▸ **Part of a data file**
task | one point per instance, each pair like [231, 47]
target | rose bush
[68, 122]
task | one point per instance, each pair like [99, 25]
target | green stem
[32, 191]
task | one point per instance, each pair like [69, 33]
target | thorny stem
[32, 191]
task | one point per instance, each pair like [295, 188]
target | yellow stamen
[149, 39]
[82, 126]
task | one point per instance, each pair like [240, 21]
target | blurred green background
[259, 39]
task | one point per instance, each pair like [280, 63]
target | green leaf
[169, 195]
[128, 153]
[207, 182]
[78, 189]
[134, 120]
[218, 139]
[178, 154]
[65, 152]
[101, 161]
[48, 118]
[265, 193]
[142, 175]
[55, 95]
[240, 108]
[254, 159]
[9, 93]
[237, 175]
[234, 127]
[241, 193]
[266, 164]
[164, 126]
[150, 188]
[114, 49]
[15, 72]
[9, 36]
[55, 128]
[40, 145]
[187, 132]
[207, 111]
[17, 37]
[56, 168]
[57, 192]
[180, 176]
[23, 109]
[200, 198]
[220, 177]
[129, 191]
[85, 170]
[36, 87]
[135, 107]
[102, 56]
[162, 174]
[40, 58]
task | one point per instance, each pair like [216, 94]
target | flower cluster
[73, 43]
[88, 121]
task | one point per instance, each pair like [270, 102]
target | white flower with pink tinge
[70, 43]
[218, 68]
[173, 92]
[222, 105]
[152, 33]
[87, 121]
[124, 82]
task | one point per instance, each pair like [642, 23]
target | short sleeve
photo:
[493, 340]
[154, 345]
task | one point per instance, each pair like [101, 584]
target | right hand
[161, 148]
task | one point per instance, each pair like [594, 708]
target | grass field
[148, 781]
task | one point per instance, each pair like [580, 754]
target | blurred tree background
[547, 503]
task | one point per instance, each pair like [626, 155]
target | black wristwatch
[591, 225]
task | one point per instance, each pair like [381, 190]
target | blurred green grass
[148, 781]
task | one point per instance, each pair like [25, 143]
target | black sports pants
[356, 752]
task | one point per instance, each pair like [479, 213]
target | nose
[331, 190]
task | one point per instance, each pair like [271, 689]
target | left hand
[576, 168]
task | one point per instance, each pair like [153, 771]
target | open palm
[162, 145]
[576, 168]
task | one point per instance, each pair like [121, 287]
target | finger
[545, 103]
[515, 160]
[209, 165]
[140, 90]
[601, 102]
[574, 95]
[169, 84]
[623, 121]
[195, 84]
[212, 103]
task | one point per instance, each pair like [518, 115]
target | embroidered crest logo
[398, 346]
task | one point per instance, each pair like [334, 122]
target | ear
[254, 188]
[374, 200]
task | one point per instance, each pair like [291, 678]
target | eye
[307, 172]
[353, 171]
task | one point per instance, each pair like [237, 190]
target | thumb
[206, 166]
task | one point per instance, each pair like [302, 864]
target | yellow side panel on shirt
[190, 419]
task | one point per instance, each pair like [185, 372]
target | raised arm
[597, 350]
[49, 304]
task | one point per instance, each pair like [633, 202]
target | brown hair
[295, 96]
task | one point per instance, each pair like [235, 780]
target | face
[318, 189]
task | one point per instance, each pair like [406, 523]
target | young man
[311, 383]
* * *
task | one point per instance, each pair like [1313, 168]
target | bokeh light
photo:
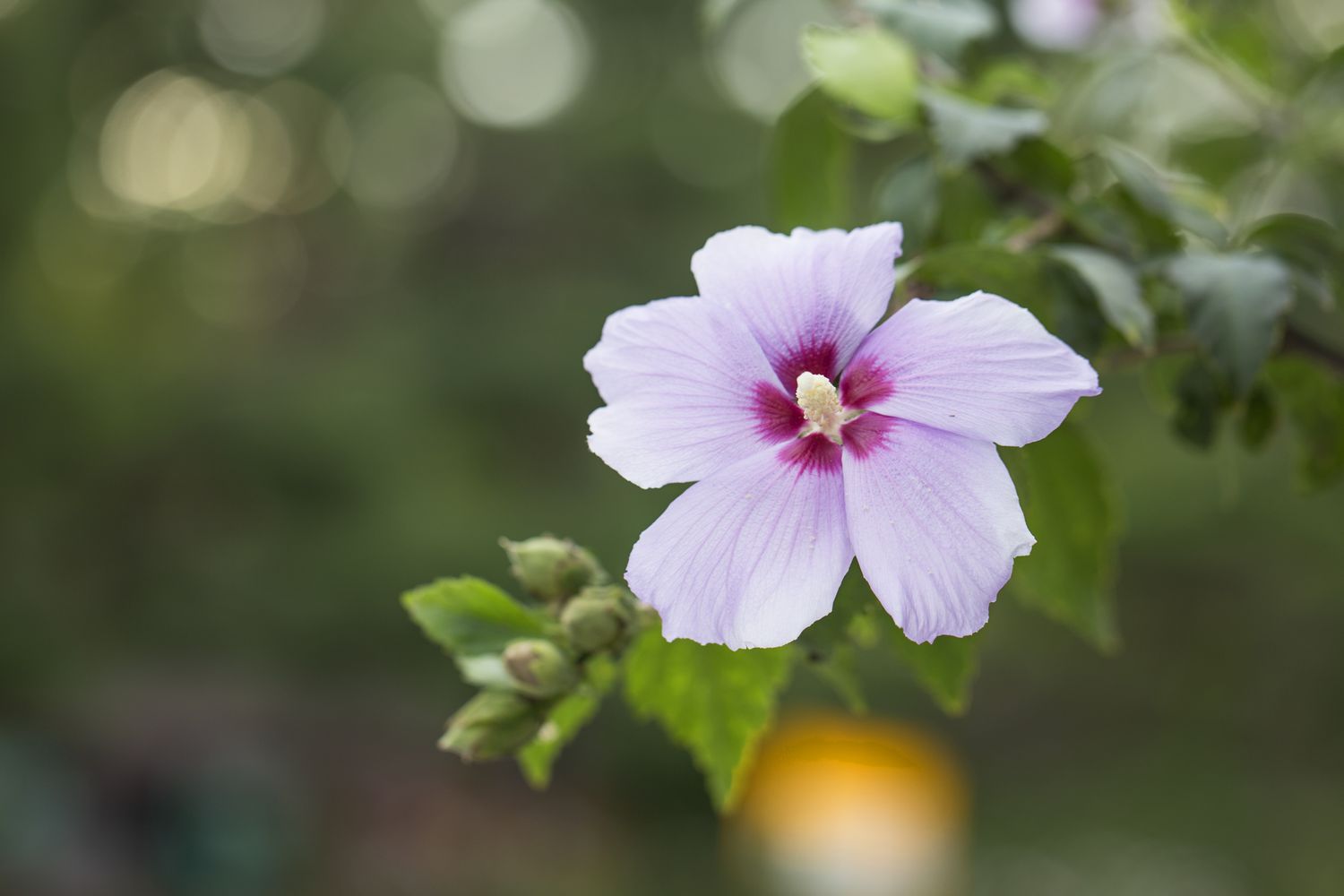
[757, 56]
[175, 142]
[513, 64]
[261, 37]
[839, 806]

▸ **AIM OF THE EXERCISE**
Return each line of the rows above that contains the word "black".

▸ **WRITTEN ANSWER**
target | black wristwatch
target | black sports pants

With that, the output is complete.